*** PROVIDED MATERIAL ***
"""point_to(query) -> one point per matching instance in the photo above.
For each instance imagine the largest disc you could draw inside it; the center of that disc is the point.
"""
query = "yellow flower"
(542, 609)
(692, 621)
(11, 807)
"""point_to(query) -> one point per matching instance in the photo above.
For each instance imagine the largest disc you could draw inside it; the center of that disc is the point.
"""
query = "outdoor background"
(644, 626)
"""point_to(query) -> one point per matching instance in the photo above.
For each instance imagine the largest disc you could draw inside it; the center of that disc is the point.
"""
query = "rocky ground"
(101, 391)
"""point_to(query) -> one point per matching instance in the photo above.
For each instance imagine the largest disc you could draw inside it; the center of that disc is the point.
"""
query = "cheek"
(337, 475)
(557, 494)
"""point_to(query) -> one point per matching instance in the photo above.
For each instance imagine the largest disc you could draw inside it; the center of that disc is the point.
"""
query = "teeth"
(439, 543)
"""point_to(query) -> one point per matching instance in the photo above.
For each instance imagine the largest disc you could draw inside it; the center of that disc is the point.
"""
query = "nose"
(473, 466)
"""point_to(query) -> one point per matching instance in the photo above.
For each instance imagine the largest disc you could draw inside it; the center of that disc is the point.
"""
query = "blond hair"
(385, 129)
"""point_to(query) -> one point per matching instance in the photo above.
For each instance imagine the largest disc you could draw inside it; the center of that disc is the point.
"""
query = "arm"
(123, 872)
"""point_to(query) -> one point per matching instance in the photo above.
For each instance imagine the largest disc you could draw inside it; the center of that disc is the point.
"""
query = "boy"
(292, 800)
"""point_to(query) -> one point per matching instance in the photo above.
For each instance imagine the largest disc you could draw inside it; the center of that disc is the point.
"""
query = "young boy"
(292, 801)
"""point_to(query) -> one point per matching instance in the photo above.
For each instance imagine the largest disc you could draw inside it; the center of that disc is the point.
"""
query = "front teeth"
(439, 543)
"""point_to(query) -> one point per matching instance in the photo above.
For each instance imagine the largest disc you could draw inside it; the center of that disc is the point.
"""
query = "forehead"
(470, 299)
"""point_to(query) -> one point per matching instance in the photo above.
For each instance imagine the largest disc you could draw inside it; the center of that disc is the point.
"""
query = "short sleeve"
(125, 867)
*** End of PROVIDED MATERIAL ***
Output each entry precisely as given.

"""point_to(query) -> one point per matching instance in the photo above.
For each instance imagine the largest disc you could draw inside it; the center of that disc is the point.
"""
query = "yellow flower"
(542, 609)
(692, 621)
(11, 807)
"""point_to(query) -> one point per matching instance in the photo above.
For each instance imagine the largest disc you could draw inside it; the center of that disc is the point.
"""
query = "outdoor background"
(644, 626)
"""point_to(query) -> one point per matching instance in the photo above.
For each instance imagine the largest disc you could draw inside it; the center of that disc is the point.
"""
query = "rocky ground"
(101, 391)
"""point_to(query) -> one point per matching instance in the photo above.
For each instance imagine the largest disc you could draw inside it; the center of that disc is the point.
"""
query = "cheek"
(337, 475)
(557, 494)
"""point_to(query) -> one point per matching instance in the photo above.
For each instance imagine the largest disc you could draw inside it; the center of that disc is the point.
"""
query = "teeth"
(439, 543)
"""point_to(query) -> one point per matching instance in the photo above.
For each instance imagine the largest disc you could draw inside it; the center of that disc is the point.
"""
query = "nose"
(473, 466)
"""point_to(query) -> one point per matching instance in the photo above.
For each instance imagine the largest disc you could draw inside it; the center of that disc is the point.
"""
query = "blond hair"
(385, 129)
"""point_to(query) -> one point per matching instance in the photo above.
For each instance imagine the largest disc you could draw inside it; the center of that disc is the point.
"""
query = "arm"
(123, 872)
"""point_to(query) -> one point per matching instance in the photo above.
For each instance imagine the largest disc you could draw inside it; the center of that disc is the point.
"""
query = "boy"
(292, 800)
"""point_to(query) -> one point per matching instance in the photo above.
For each instance imagine the largest disc you could draw inside it; the center of that disc is the point.
"""
query = "young boy"
(292, 801)
"""point_to(query) -> one point per matching instance in the photo above.
For each instance imagine the largest disc you could draw inside it; the center of that disc is the point.
"""
query = "front teeth"
(439, 543)
"""point_to(query) -> one point per matching instance in the photo above.
For each instance imagine the largest disc you could draw inside it; the center of that disc is the point.
"""
query = "forehead"
(470, 299)
"""point_to(query) -> one point per matching instance in the photo above.
For each instance imagine the largest disc you could draw inside it; the center of that disc is the point.
"""
query = "short sleeve"
(125, 867)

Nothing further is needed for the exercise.